__Text shown__.

-=-=-

So when I've been paddling through British Columbia for months and see a musty trailer at an abandoned logging camp, with a mold-coated table and a 2-year-old calendar, I think: "Only two years?" We found a way in, peeled mildewed cardboard from plastic liner bags, and decided that pasta and crackers couldn't really go bad. I plucked green sea urchins off the cliffs and broke them in half, digging out their orange eggs with 2-year-old Wheat Thins — a wet, salty crunch on limp, salty starch, the roe overwhelming the spice of old preservatives, while the urchins' tube feet waved in their last throes of life.

Another time, on the frozen lakes of Katmai National Park, there were no sea urchins. The concoction of butter and oats and sugar that we called "buttery goodness" had turned rancid and mostly inedible after weeks in a too-warm post office. The upscale lodge we'd skied to was shut tight against the winter and the bears. But we scoured the doors and windows with bear-like focus and bear-like metabolism, until we found the one structure we could break into. And we did, stealing sugar-free cocoa and beef stroganoff-flavored Mountain House, which we cooked on a fire and ate in half portions in a feast built on weeks of hunger-fueled daydreams. Then we closed up the building and left an apologetic note. Later we paid back the owner for those Mountain House meals. As camp raiders, we're more polite than bears. Like bears, we eat what we can get.

Betty Crocker frosting

Sometimes in tiny Alaska villages, the store can be someone's mud room lined with canned beans, soda pop and frosting. We were happy to pay for anything light enough to carry, but Betty Crocker frosting was what Perryville had to offer, so we sat on the bear trails and ate it in spoonfuls. The ingredients were a marvel of chemistry and cloying sweetness that leaves me, nearly a decade later, unable to eat the outside of a birthday cake.

The bears were awake that time, and the scat they left on the trails was full of pumice swallowed along with a meal of rotten seaweed. I decided to be thankful for the frosting.

I was thankful in Kenai Fjords for the black rockfish we ate with salt boiled down from the sea. I was still hungry when it was gone, stuck on shore with a crashing surf, tired and sluggish from a starch-free diet of fish, fish and fish heads. We followed goat trails around the cliffs, to a meadow where we hoped to dig the bitter starchy roots of chocolate lilies. The meadow had nothing but dead stalks and slippery fall-brown grass. If there were lilies, we didn't recognize them. I was disappointed and exhausted and as curious as an explorer ever is. We pushed through a band of storm-twisted spruce to a beach we'd never seen.

-=-=-

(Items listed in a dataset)

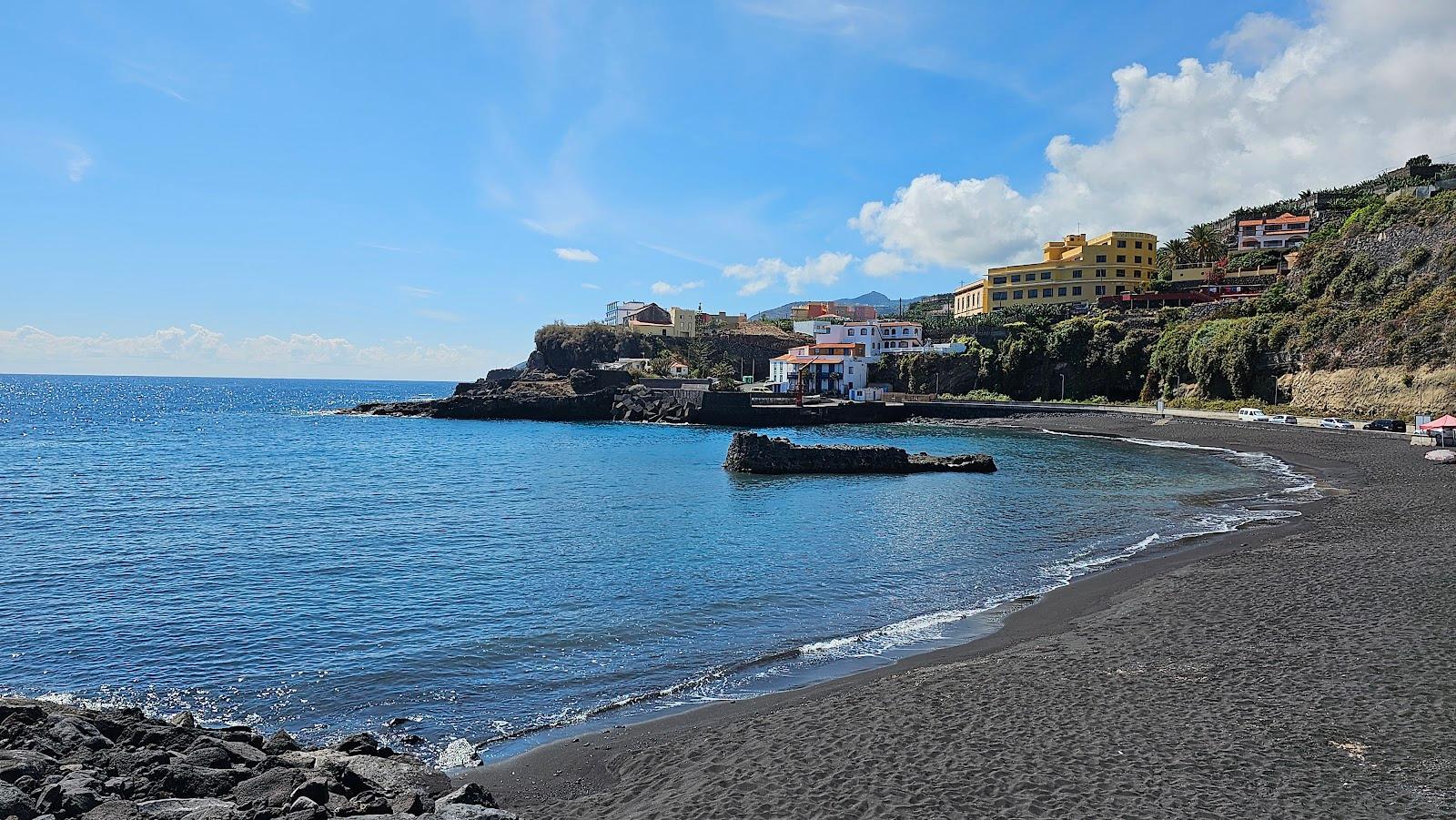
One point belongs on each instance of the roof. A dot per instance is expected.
(1446, 421)
(1286, 216)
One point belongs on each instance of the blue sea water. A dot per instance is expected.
(230, 546)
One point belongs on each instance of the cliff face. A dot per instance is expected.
(756, 453)
(531, 395)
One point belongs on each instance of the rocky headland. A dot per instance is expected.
(757, 453)
(531, 395)
(62, 762)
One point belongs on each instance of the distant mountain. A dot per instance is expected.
(880, 302)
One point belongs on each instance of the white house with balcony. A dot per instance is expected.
(834, 369)
(878, 337)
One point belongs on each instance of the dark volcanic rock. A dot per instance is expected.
(65, 764)
(757, 453)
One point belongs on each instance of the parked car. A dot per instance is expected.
(1387, 424)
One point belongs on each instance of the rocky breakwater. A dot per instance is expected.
(62, 762)
(757, 453)
(533, 395)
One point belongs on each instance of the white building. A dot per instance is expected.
(619, 312)
(877, 335)
(823, 369)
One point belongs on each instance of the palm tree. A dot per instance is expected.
(1205, 244)
(1176, 251)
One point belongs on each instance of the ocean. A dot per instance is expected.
(233, 548)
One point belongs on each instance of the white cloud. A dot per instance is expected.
(577, 255)
(666, 289)
(824, 268)
(198, 349)
(1259, 36)
(1353, 94)
(77, 164)
(883, 264)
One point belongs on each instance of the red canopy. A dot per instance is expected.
(1443, 421)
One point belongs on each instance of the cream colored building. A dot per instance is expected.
(1070, 271)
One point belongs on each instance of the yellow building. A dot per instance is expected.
(1070, 271)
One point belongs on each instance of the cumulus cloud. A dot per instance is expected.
(667, 289)
(77, 164)
(824, 268)
(883, 264)
(198, 349)
(577, 255)
(1332, 104)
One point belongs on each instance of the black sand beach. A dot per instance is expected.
(1302, 670)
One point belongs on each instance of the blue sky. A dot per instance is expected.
(408, 189)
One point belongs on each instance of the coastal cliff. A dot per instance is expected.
(62, 762)
(757, 453)
(531, 395)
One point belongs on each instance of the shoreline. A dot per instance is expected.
(979, 623)
(593, 771)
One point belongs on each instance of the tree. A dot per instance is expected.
(1205, 244)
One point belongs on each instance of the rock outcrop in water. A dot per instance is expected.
(757, 453)
(531, 395)
(62, 762)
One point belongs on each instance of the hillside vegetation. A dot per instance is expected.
(1375, 290)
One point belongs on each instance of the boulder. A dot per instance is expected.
(280, 742)
(274, 786)
(15, 805)
(114, 810)
(459, 754)
(73, 732)
(73, 794)
(757, 453)
(18, 764)
(178, 807)
(184, 779)
(398, 775)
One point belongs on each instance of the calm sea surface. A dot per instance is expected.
(228, 546)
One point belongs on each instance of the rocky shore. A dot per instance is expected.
(62, 762)
(531, 395)
(757, 453)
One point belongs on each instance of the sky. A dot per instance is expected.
(351, 188)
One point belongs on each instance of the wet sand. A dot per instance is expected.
(1299, 670)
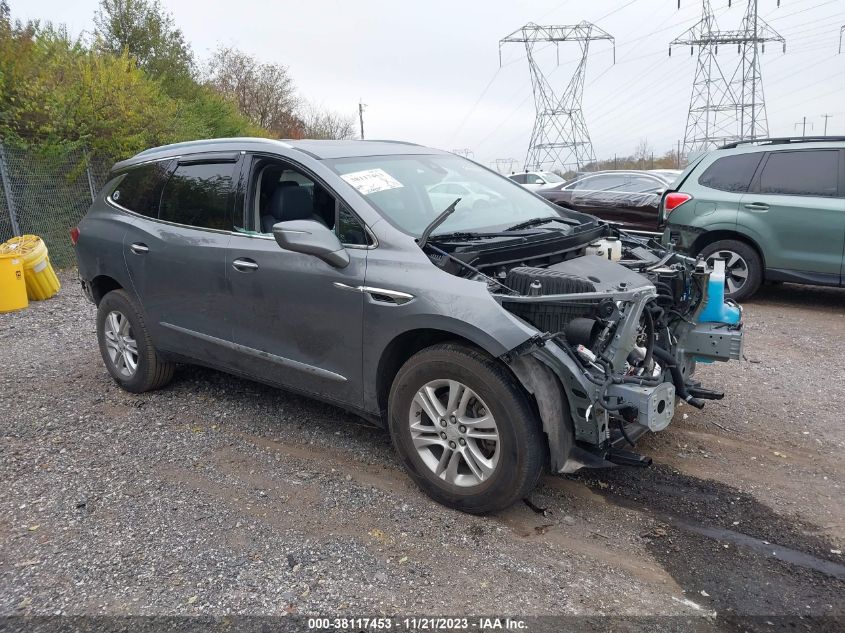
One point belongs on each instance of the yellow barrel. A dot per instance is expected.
(12, 284)
(41, 280)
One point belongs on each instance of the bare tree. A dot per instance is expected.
(264, 93)
(325, 124)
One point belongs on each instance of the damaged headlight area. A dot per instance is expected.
(620, 339)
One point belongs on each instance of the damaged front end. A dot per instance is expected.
(621, 324)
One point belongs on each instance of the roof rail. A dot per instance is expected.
(784, 140)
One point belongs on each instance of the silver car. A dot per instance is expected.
(493, 342)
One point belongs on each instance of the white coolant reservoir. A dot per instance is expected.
(610, 248)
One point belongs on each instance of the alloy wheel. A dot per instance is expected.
(120, 343)
(736, 269)
(454, 432)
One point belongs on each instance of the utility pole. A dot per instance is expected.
(803, 125)
(826, 117)
(726, 105)
(559, 139)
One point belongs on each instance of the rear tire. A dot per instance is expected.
(473, 399)
(743, 267)
(126, 347)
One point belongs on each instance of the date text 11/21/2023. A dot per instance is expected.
(426, 623)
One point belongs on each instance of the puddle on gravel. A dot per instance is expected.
(730, 553)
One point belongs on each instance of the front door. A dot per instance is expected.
(796, 206)
(298, 321)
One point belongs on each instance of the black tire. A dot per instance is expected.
(521, 449)
(152, 372)
(749, 260)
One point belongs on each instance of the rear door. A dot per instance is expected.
(796, 210)
(177, 258)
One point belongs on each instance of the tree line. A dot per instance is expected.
(134, 82)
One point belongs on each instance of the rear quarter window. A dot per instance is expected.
(801, 173)
(731, 173)
(140, 188)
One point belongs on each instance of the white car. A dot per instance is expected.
(536, 179)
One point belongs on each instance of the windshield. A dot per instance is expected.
(410, 191)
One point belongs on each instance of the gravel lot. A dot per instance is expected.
(221, 496)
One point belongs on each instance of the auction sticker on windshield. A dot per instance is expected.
(371, 181)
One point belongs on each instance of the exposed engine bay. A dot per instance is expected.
(621, 323)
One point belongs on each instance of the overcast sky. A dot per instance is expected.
(429, 72)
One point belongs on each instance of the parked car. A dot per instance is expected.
(534, 180)
(626, 198)
(489, 343)
(670, 175)
(773, 209)
(445, 192)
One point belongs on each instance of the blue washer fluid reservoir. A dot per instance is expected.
(717, 310)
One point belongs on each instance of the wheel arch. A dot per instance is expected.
(705, 239)
(397, 352)
(101, 285)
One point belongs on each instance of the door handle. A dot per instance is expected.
(244, 265)
(757, 206)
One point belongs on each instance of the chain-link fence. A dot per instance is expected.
(47, 195)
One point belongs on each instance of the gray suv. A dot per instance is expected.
(492, 342)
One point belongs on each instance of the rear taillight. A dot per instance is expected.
(673, 200)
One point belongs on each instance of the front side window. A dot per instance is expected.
(199, 195)
(281, 193)
(731, 173)
(401, 189)
(349, 229)
(801, 173)
(140, 188)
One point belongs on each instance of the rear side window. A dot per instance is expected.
(139, 190)
(804, 173)
(199, 195)
(731, 173)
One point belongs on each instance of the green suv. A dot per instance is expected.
(773, 209)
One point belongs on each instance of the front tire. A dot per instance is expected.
(126, 347)
(464, 429)
(743, 267)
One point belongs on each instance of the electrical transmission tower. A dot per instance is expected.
(506, 165)
(560, 138)
(727, 103)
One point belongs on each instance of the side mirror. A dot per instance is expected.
(311, 238)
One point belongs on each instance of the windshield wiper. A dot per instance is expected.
(471, 235)
(437, 222)
(536, 221)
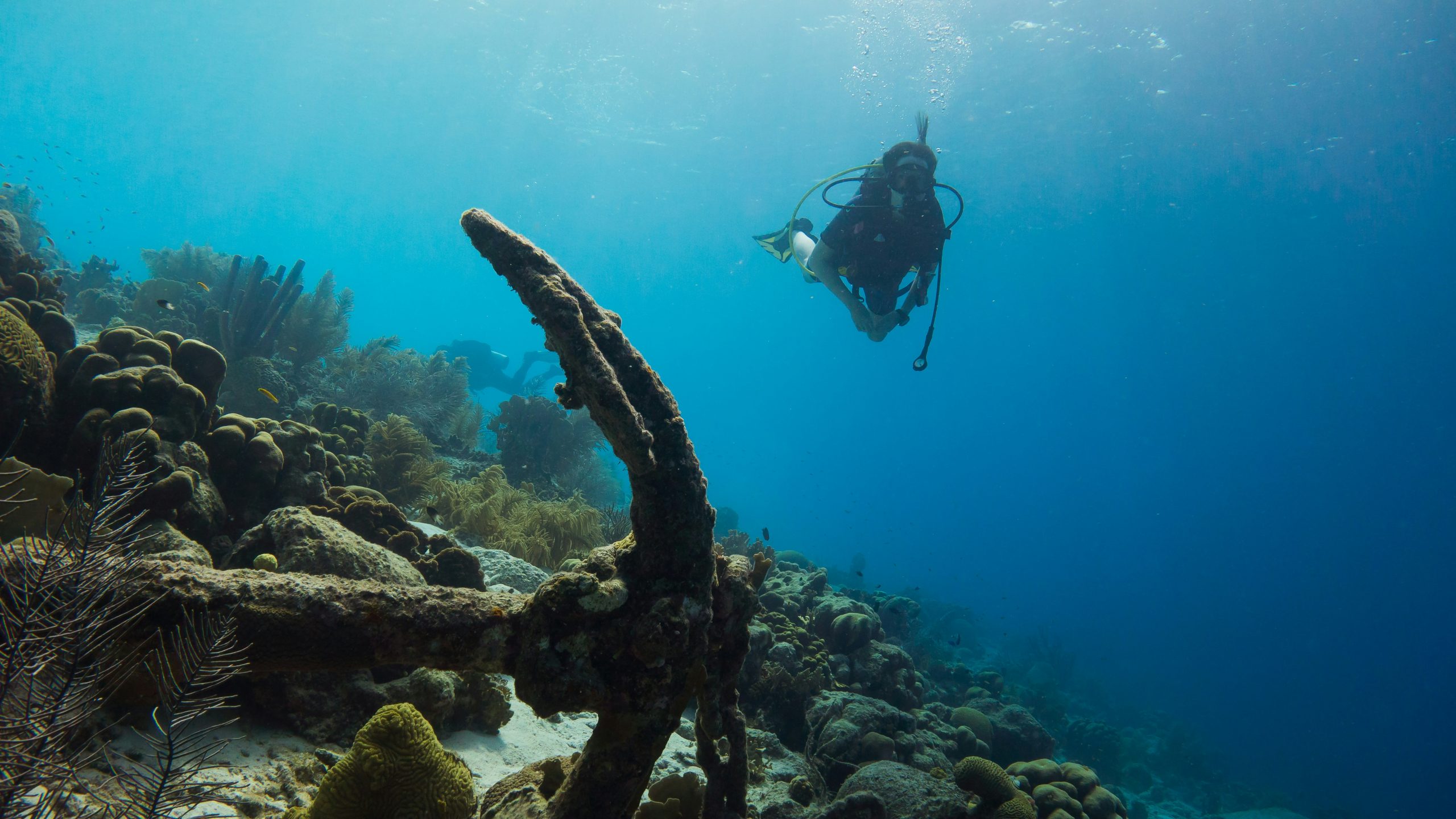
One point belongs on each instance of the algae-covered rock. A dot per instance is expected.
(504, 569)
(396, 768)
(851, 631)
(979, 723)
(162, 541)
(1018, 734)
(331, 706)
(311, 544)
(908, 792)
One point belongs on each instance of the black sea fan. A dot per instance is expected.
(188, 668)
(63, 615)
(68, 642)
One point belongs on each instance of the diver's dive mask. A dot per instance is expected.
(912, 177)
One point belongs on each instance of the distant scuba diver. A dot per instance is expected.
(488, 366)
(892, 228)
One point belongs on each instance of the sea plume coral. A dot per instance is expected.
(516, 519)
(69, 620)
(404, 460)
(318, 325)
(637, 633)
(541, 442)
(380, 378)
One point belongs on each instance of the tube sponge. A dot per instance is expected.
(396, 767)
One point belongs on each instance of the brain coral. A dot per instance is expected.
(851, 631)
(979, 723)
(396, 767)
(985, 779)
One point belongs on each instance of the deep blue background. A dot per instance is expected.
(1192, 395)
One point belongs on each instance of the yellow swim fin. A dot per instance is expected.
(779, 244)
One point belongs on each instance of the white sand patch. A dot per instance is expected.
(526, 739)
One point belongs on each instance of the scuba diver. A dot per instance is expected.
(488, 366)
(893, 228)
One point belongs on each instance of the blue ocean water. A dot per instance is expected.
(1190, 403)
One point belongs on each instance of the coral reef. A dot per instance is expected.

-=-=-

__Task set__.
• 1. Reproduce, word for word, the part of the passage about eating on wilderness trips that opens with the words containing "Sometimes in tiny" and closes with "for the frosting.".
• 2. Continue the passage about eating on wilderness trips from the point where it stops.

__Exercise answers__.
• 1.
Sometimes in tiny Alaska villages, the store can be someone's mud room lined with canned beans, soda pop and frosting. We were happy to pay for anything light enough to carry, but Betty Crocker frosting was what Perryville had to offer, so we sat on the bear trails and ate it in spoonfuls. The ingredients were a marvel of chemistry and cloying sweetness that leaves me, nearly a decade later, unable to eat the outside of a birthday cake.

The bears were awake that time, and the scat they left on the trails was full of pumice swallowed along with a meal of rotten seaweed. I decided to be thankful for the frosting.

• 2.
Surf pounded against the hull of a fishing tender, one side missing, half open to the waves. We climbed onto the deck, into the cabin, and found a 2-year-old newspaper. Only two years? I lifted seats and tore through cupboards, tossing rain-soaked trash until I swung open a plywood door to a miraculously dry set of shelves that only someone as desperate as I was would think to look for. Our haul: graham cracker crumbs, carrot cake mix, bread machine mix, a bag of flour, a solid cake of sugar and a large bag of Granny Bunt's Complete Bakery Mix.

Our faces were bearded with crumbs before we got back to our camp, where we laughed and warmed our hands, and baked bread and cake on a wood stove hacked out of a washed-up oil drum while rain pounded in the darkness, and we were thankful because it was so improbable and wonderful and lucky.

Sharing food is an impulse nearly as deep as seeking it out, and for every improbable mouthful I've scavenged, I've been given dozens more.

  • Giant marshmallows from a stranger on a four-wheeler;
  • Canned moose from a stranger on a snowmachine;
  • Fresh deer hearts from a stranger on a fishing boat.

And on one February day in Lake Clark Pass, the roar of a circling plane burst through the quiet scratch of our skis. A flutter of yellow streamers burst from the plane, and a plastic garbage bag touched down on the snow. A Moose's Tooth pizza from a stranger in an airplane.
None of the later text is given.